Segment Start: DATA PROVIDED

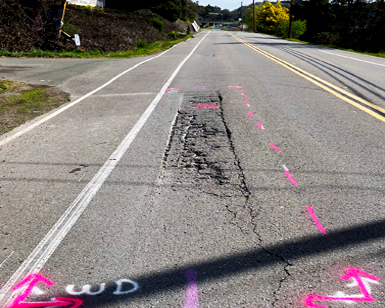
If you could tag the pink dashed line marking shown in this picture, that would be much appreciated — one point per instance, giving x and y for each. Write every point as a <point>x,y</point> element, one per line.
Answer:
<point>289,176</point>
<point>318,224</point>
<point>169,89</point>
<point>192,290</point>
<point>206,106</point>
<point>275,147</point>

Segment End: DATA PROVIDED
Segment Start: DATA PROVIDED

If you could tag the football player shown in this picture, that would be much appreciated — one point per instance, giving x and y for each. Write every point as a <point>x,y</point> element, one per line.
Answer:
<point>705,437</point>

Segment End: DATA PROVIDED
Segment Start: DATA PROVIDED

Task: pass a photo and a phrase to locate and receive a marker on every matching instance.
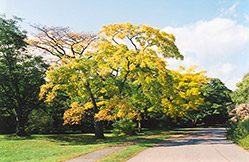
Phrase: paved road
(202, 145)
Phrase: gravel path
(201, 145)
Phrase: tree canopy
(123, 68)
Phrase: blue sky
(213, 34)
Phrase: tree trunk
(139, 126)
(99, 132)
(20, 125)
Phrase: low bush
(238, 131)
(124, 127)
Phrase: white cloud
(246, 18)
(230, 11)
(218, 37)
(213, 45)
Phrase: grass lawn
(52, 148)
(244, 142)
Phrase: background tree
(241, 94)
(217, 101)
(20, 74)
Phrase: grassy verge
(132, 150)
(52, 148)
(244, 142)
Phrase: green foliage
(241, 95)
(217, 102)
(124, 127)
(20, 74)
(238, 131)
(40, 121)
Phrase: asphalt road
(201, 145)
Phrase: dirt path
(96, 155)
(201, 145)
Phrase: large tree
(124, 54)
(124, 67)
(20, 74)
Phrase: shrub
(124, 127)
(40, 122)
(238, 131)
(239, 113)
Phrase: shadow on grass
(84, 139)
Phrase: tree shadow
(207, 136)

Segment End: DATA PROVIDED

### DIRECTIONS
Report how many lines in the listing above have the string "element" in them; write the number only.

### RESPONSE AREA
2